+++ Extracted entries
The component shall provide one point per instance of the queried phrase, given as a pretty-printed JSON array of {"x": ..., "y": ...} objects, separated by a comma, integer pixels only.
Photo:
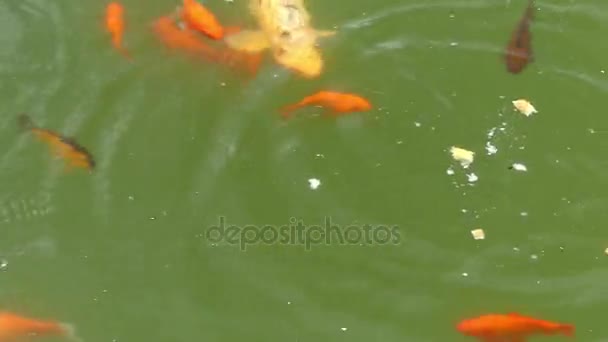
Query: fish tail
[{"x": 25, "y": 122}]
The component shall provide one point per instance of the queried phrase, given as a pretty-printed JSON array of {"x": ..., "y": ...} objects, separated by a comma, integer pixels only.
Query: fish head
[
  {"x": 114, "y": 9},
  {"x": 215, "y": 31},
  {"x": 471, "y": 327}
]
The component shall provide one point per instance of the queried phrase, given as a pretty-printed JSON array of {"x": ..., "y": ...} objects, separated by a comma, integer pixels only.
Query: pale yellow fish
[
  {"x": 525, "y": 107},
  {"x": 284, "y": 28},
  {"x": 465, "y": 157},
  {"x": 478, "y": 234}
]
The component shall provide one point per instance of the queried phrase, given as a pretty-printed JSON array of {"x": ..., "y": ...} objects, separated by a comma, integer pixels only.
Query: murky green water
[{"x": 124, "y": 255}]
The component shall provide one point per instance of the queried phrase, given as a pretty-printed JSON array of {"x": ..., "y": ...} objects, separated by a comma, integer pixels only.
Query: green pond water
[{"x": 133, "y": 252}]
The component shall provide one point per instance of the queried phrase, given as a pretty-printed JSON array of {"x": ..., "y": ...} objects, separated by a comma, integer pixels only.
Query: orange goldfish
[
  {"x": 198, "y": 17},
  {"x": 187, "y": 41},
  {"x": 74, "y": 154},
  {"x": 519, "y": 50},
  {"x": 115, "y": 25},
  {"x": 512, "y": 327},
  {"x": 13, "y": 327},
  {"x": 336, "y": 103}
]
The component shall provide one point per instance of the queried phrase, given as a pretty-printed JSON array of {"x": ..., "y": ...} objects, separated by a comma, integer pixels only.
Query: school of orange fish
[{"x": 199, "y": 22}]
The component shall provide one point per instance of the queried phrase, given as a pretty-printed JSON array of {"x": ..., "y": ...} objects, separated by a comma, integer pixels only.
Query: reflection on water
[{"x": 238, "y": 159}]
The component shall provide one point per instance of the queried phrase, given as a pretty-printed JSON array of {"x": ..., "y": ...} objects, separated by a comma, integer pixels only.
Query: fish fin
[
  {"x": 567, "y": 329},
  {"x": 25, "y": 122},
  {"x": 248, "y": 41},
  {"x": 326, "y": 33}
]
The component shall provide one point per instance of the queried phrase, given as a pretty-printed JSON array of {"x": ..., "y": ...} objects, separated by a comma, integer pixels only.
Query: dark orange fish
[
  {"x": 198, "y": 17},
  {"x": 337, "y": 103},
  {"x": 13, "y": 327},
  {"x": 115, "y": 25},
  {"x": 512, "y": 327},
  {"x": 66, "y": 148},
  {"x": 188, "y": 41},
  {"x": 519, "y": 49}
]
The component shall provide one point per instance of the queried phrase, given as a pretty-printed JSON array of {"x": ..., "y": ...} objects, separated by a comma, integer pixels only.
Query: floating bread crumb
[{"x": 465, "y": 157}]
++++++
Set problem -> Copy the material shown above in full and exactly. Skip the pictures.

The output ->
The component shall provide one point per instance of the queried phrase, given as a pretty-printed JSON array of {"x": ..., "y": ...} objects, separated by a comma, integer pixels only.
Photo:
Query: fish tail
[{"x": 25, "y": 122}]
The component shall provide one point per instance of the queried phrase, given as a pretty-printed JSON array of {"x": ..., "y": ...} objects, separated by a comma, integer pixels only.
Query: fish head
[
  {"x": 114, "y": 9},
  {"x": 215, "y": 31},
  {"x": 471, "y": 327}
]
The component shall provide one point per instance of the queried phrase, given as a pretty-printed JSON array of {"x": ..., "y": ...} objects, separated by a comma, integer pixels only.
Query: pale yellow fish
[
  {"x": 525, "y": 107},
  {"x": 284, "y": 28},
  {"x": 465, "y": 157},
  {"x": 478, "y": 234}
]
The component shall provide one point per instance of the queried phrase, given as a pretty-printed JSON array of {"x": ..., "y": ...} objects, separated by a comma, integer pixels only.
Query: murky green water
[{"x": 124, "y": 255}]
The component shall provide one point per instance of the queried phrase, given as a pretty-printed JSON array of {"x": ..., "y": ...} objects, separated by a comma, integer pixels only.
Query: green pond water
[{"x": 133, "y": 252}]
The component shall provide one point per instance of the queried phrase, given as a pretty-printed JSON array of {"x": ..., "y": ...} objects, separated by a comma, integer pixels only.
Query: orange goldfish
[
  {"x": 198, "y": 17},
  {"x": 187, "y": 41},
  {"x": 74, "y": 154},
  {"x": 519, "y": 50},
  {"x": 115, "y": 25},
  {"x": 512, "y": 327},
  {"x": 13, "y": 327},
  {"x": 336, "y": 103}
]
The component shall provide one point per instance of the queried phrase, given as a pretty-printed JSON array of {"x": ..., "y": ...} objects, separated by a comma, integer pixels only.
Query: school of orange fish
[{"x": 199, "y": 22}]
The component shall provide one point per instance of the queried phrase, given as a pretty-printed JSON array of {"x": ..., "y": ...} objects, separated by a comma, integer pixels only.
Query: reflection on water
[{"x": 238, "y": 159}]
The component shall provide one point per instance of the queried phrase, given as a pretty-printed JSON array of {"x": ..., "y": ...} objects, separated by a comma, integer pixels only.
Query: fish fin
[
  {"x": 567, "y": 329},
  {"x": 25, "y": 122},
  {"x": 248, "y": 41},
  {"x": 326, "y": 33}
]
The component shall provide one point per instance of the queried phrase, given as a pretty-printed JSON array of {"x": ..., "y": ...} objects, separated by a comma, integer pixels only.
Query: dark orange fish
[
  {"x": 198, "y": 17},
  {"x": 337, "y": 103},
  {"x": 13, "y": 327},
  {"x": 115, "y": 25},
  {"x": 512, "y": 327},
  {"x": 66, "y": 148},
  {"x": 188, "y": 41},
  {"x": 519, "y": 49}
]
The component shall provide one point per instance of the queried phrase, given as a pretty-printed JSON array of {"x": ..., "y": ...} objects, separated by a comma, integer pixels only.
Query: floating bread crumb
[{"x": 465, "y": 157}]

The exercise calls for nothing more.